In how many lines of the data does the word "flat" appear? Give the number by itself.

_Region pointing data_
▼

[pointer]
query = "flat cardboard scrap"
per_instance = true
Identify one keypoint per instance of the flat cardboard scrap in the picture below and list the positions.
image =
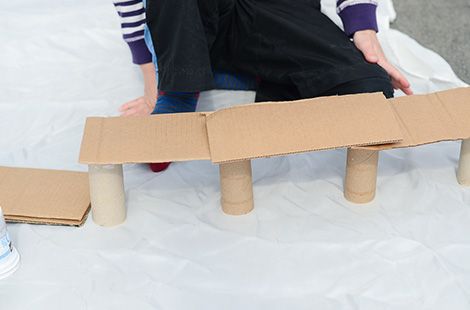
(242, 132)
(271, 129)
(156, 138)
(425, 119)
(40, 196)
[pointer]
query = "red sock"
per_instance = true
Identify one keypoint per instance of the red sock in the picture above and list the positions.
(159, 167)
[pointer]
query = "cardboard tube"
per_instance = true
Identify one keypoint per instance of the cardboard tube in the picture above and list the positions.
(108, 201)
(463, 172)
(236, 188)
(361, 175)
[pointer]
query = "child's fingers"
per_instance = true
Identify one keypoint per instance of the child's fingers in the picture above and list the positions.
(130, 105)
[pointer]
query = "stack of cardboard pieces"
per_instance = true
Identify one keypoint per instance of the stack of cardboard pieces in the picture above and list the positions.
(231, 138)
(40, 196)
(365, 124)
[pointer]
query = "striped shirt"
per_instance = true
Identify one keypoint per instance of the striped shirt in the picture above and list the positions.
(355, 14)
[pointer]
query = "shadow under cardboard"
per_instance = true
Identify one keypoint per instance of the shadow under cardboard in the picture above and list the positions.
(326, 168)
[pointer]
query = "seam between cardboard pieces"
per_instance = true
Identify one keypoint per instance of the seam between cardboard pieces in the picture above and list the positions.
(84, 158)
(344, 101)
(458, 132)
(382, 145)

▲
▼

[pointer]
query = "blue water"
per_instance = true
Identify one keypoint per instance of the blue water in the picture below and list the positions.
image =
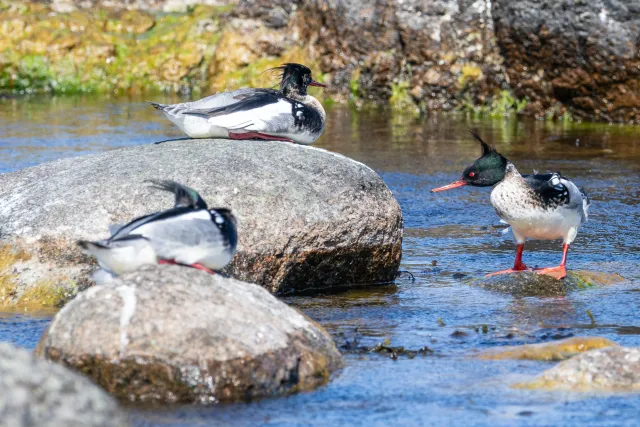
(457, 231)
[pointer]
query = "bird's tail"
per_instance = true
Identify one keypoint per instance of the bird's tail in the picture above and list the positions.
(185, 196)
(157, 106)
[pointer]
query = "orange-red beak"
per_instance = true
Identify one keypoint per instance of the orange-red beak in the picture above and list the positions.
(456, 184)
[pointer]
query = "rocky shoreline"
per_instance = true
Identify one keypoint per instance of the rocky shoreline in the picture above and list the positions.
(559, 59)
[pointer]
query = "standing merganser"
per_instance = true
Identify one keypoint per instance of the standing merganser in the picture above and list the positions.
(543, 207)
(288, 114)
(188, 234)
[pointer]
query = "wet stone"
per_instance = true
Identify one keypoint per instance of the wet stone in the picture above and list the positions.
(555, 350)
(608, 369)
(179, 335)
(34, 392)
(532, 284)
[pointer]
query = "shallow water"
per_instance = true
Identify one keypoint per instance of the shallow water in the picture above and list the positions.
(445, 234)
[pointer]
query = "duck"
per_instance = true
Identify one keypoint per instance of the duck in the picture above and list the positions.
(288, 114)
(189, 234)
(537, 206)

▲

_Solution for this exercise_
2